◆ **Records excerpted from a collection**
══════════════════════════════

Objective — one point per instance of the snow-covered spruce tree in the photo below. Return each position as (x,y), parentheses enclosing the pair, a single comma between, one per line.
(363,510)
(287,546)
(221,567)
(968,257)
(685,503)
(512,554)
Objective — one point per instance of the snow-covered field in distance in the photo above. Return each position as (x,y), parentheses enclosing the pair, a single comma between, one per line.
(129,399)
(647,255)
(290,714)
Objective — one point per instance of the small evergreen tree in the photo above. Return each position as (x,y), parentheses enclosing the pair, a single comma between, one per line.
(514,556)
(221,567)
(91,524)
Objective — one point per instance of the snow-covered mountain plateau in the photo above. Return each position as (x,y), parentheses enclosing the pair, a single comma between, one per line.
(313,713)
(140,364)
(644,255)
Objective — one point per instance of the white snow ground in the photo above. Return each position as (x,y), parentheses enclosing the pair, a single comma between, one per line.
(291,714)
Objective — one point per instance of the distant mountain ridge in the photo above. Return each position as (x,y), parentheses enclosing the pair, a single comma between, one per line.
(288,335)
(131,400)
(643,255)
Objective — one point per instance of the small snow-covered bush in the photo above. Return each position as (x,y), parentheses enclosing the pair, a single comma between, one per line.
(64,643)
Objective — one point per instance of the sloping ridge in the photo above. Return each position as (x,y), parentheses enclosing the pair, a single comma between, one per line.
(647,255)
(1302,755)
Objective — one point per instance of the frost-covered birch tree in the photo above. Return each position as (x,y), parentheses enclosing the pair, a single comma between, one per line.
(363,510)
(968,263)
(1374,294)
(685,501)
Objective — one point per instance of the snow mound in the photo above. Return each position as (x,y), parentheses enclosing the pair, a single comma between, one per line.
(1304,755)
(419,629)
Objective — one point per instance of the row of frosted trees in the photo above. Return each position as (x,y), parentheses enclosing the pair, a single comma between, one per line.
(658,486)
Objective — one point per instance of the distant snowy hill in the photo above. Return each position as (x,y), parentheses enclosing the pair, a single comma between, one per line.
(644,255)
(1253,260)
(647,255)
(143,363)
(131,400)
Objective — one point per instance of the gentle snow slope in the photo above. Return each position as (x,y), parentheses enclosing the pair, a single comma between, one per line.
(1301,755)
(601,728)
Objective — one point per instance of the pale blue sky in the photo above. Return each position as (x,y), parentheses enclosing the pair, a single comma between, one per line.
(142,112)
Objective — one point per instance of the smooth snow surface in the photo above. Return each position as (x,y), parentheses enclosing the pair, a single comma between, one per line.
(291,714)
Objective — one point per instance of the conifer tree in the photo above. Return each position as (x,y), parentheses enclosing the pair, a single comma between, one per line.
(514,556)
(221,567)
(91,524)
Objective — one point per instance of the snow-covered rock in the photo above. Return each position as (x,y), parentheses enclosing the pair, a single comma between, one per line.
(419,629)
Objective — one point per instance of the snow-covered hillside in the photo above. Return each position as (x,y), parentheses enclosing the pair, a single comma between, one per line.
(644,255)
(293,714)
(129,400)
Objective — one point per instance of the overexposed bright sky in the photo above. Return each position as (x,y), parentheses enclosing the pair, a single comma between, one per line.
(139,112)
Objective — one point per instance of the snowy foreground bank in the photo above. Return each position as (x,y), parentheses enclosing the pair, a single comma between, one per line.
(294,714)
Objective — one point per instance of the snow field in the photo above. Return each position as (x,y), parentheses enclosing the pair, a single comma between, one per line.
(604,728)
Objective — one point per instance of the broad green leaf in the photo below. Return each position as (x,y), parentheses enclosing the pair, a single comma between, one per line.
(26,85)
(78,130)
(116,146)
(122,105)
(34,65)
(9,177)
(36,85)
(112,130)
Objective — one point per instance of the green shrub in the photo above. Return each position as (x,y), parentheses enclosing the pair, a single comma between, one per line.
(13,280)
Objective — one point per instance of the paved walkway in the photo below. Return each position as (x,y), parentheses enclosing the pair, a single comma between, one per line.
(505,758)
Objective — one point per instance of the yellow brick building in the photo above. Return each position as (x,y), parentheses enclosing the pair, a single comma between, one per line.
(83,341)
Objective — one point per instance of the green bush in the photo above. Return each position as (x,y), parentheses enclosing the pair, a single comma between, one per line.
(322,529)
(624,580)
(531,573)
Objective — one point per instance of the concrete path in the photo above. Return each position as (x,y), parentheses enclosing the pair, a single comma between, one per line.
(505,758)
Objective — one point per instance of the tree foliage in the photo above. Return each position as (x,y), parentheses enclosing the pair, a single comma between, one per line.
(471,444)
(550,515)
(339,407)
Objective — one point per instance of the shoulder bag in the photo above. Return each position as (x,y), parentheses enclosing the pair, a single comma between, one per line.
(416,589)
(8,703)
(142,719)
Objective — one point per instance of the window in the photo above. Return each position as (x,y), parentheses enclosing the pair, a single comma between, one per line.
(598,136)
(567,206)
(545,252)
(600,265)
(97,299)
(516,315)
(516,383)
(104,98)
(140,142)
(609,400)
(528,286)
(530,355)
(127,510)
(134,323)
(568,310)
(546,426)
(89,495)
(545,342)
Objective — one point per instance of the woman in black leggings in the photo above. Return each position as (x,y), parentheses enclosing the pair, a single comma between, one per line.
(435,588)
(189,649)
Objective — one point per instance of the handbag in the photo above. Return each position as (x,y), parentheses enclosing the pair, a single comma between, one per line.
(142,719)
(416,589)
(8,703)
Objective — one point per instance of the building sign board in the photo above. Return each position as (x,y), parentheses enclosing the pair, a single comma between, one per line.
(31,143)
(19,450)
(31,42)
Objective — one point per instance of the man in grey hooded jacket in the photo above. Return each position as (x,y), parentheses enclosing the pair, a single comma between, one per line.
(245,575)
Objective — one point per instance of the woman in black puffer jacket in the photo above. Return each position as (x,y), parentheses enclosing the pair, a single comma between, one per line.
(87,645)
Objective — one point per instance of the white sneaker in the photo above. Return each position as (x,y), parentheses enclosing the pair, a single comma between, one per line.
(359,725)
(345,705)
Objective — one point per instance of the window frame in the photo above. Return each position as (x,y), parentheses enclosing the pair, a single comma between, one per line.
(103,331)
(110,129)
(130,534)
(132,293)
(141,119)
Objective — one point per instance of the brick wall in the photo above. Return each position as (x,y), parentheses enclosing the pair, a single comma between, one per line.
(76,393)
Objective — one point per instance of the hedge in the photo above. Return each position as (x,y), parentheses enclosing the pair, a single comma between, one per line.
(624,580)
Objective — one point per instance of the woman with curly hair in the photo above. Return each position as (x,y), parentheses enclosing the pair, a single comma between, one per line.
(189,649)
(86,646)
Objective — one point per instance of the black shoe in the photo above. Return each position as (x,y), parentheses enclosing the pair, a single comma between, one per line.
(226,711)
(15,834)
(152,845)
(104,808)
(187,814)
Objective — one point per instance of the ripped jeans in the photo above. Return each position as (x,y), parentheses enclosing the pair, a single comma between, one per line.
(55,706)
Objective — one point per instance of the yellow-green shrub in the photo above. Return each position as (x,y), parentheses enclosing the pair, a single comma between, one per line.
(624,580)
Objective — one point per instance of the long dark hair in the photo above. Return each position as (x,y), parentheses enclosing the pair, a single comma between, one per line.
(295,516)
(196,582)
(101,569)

══════════════════════════════

◆ **TASK DIRECTIONS**
Repeat all of the entries exactly.

◆ **TASK RESPONSE**
Objective — one point per instance of the snow-covered spruce tree in the photo below. Return each position as (x,y), parentheses enclosing the pair, a single comma between, one per line.
(363,510)
(287,546)
(221,567)
(968,257)
(685,503)
(512,554)
Objective — one point per instance of the snow-covered field in distance in the photo above. Return each position as (x,y), parentheses enclosing the pair, a single comma between, one per line.
(129,399)
(647,255)
(290,714)
Objective — one point per instance of the small evergreen tree in the photo above. Return each position as (x,y), parentheses enclosing the pair, a single comma between, one per line.
(514,556)
(221,567)
(91,524)
Objective — one point per instance of the snow-covered mountain plateau in the photo above. Return each position as (x,y), parentheses enclosing the pair, a single comma between, one per line.
(313,713)
(140,364)
(644,255)
Objective — one point per instance of the white snow ground in the photo above. Return each position as (x,y), parentheses enclosing the pair, a single comma between, one per line.
(291,714)
Objective — one point per instance of the distant mountain ridge in the photo above. Return each position as (x,y), parentheses enclosing the pair, a single comma between, one per line.
(288,335)
(131,400)
(643,255)
Objective — one point per instance of the small snow-covered bush in the photo above. Return each position as (x,y), parentheses enclosing the pair, a single comma between, one per line.
(64,643)
Objective — one point per instance of the sloping ridge in the photo above. Return each position as (x,y), parentheses enclosing the pair, a single comma between, one per line.
(647,255)
(1302,755)
Objective — one point per instance of the frost-covered birch tree in the photo above. Return each position as (x,y), parentheses enclosing the pair, a single comma between, one per line.
(363,510)
(968,263)
(1374,294)
(685,501)
Objective — one point per instance of the snow mound in the photo above. Return each position as (x,y), parentheses enclosing the pair, a single comma between, one per line.
(1304,755)
(419,629)
Objective — one point per instance of the row of frosted trees in the photo above. Return each position as (x,y), parentheses enclosing the pair, a single comma between, one per line.
(658,486)
Objective — one point per instance of the distant snowy hill in the photo above. Return each position as (x,y), parentheses enclosing the pair, a single comma between, one per line.
(644,255)
(1253,260)
(647,255)
(143,363)
(131,400)
Objective — one point per instance of the gentle snow slope in the photo above. Return each position as (x,y), parentheses enclosing the pair, a single comma between, one per line.
(1301,755)
(601,728)
Objective — one point per instance of the pale blue sky in the photo above. Return each position as (x,y), parentheses enclosing the pair, a single comma between, one per line.
(142,112)
Objective — one point per instance of the smooth snow surface in the photo above. Return each position as (x,y), parentheses enclosing the pair, a single comma between, one per line.
(291,714)
Objective — one point per instance of the conifer tree in the photo above. Return each position as (x,y), parentheses enclosing the pair, a single comma between, one per line.
(514,556)
(221,567)
(91,524)
Objective — one point per instance of the snow-covered rock in the photo above. Return each position as (x,y), parentheses enclosing the pair, a single comma between, one per line.
(419,629)
Objective — one point per instance of the snow-covered hillside in the photo above. Return each position as (x,y), parentheses enclosing the pair, a single comma between, one per line.
(644,255)
(293,714)
(129,400)
Objective — one point per instance of the overexposed bright sky in the photo above. Return each position as (x,y), parentheses enclosing the pair, a single comma between, one per line.
(139,112)
Objective — one point per instance of the snowy foreground bank in the photo above. Return each position as (x,y), parentheses enclosing the pair, a single comma between, one per line.
(294,714)
Objective — one point per instance of the snow field in the photo above. Return each position as (x,y), parentheses enclosing the pair, a single comma between, one per line.
(604,728)
Objective — one point per instance of the broad green leaf in the photo below. Return each position as (x,y), parentheses enclosing the pair, a single comma between, one per line.
(26,85)
(78,130)
(116,146)
(122,105)
(34,65)
(9,177)
(36,85)
(112,130)
Objective — one point per instance of the green shrub in the photo above. Return each position as (x,y), parentheses enclosing the pair, a single comma between, one per line.
(13,280)
Objective — one point per instance of the paved walkway in the photo below. Return each position as (x,y), parentheses enclosing the pair, a single comma between, one per line.
(505,758)
Objective — one point per instance of the yellow brick building in the photo above. Return each position as (x,y), parentheses enclosing the pair, a single comma between, one per line.
(83,341)
Objective — one point per instance of the green bush in the photo above. Return each position as (x,y), parentheses enclosing the pair, a single comma between, one per line.
(322,529)
(624,580)
(531,573)
Objective — one point per instance of the concrete path in the photo above. Return each position as (x,y), parentheses enclosing the pair, a single comma between, one per line.
(505,758)
Objective — one point per instance of the tree foliage in the photo above. Return each position as (x,y), parentheses enclosing the pair, a single comma between, one per line.
(471,444)
(550,515)
(339,407)
Objective — one point per instance of the shoulder bag in the photo above. Return each position as (x,y), parentheses enclosing the pair, a single comma between, one per line.
(416,589)
(8,703)
(142,719)
Objective — one point per instance of the window in the photo above. Return each position as (x,y), parentheses enclosing the pair, a single comma between, one per line.
(598,136)
(567,206)
(545,252)
(600,265)
(97,299)
(516,315)
(516,383)
(104,98)
(140,142)
(609,400)
(528,286)
(530,355)
(127,510)
(134,323)
(568,310)
(546,426)
(89,495)
(545,342)
Objective — one point per instance of the woman in black leggings in the photo above. Return each position as (x,y), parentheses enclosing the pair, a single comma between, one per line.
(435,588)
(189,649)
Objective — one point per instance of the handbag in the photo above. Return each position as (x,y), parentheses enclosing the pair, a single comma between, one per line.
(142,719)
(416,589)
(8,703)
Objective — one point per instance of the building sign board in the photo above. Return each position as (x,y), parentheses enclosing the pair, a single comma between, one per line.
(31,143)
(19,450)
(31,42)
Objective — one point per instance of the man in grey hooded jacket in the photo above. Return each position as (x,y), parentheses enclosing the pair, a single comma between, one per line.
(245,575)
Objective — one point per instance of the woman in black puffer jacket in the photo above. Return each position as (x,y), parentheses enclosing the pair, a single comma between, one per line.
(87,645)
Objective — one point per instance of the white sneaker in the photo above. Return each position as (x,y), parentheses enclosing the pair, a single comma between, one per line.
(359,725)
(345,705)
Objective — one point per instance of the window frame in the photo above. Return each position as (x,y), parentheses enclosing the pair, a single comma between, one per line.
(103,331)
(110,129)
(130,534)
(132,293)
(141,119)
Objective — one point per instance of the brick wall in the photo above. Return each position as (x,y), parentheses enclosing the pair, a single comma between, one per line.
(76,393)
Objective — one point per instance of the hedge in the photo above. Return each position as (x,y), parentheses enclosing the pair, a single comma between, one per line.
(624,580)
Objective — one point per instance of the woman with curly hair in the photo above. Return each position as (x,y), parentheses enclosing the pair, a single comma between, one per line.
(189,649)
(86,646)
Objective — one point per instance of the black shoe in the photo above. Return each position as (x,y), parentheses enclosing the pair, a single comma between, one per line.
(226,711)
(15,834)
(152,845)
(104,808)
(187,814)
Objective — one point per instance of the ripped jeans in the photo above. Return each position as (x,y), parentheses enclosing the pair, a single comma between, one per line.
(55,706)
Objective — one point per instance of the yellow-green shrub in the photo above. Return each position as (x,y), parentheses enclosing the pair, a single comma between, one per line.
(624,580)
Objective — one point per instance of the long dark hair in the photo above. Return each position as (x,y), parentheses enclosing the pair, a single comma between, one per line.
(295,516)
(196,582)
(101,569)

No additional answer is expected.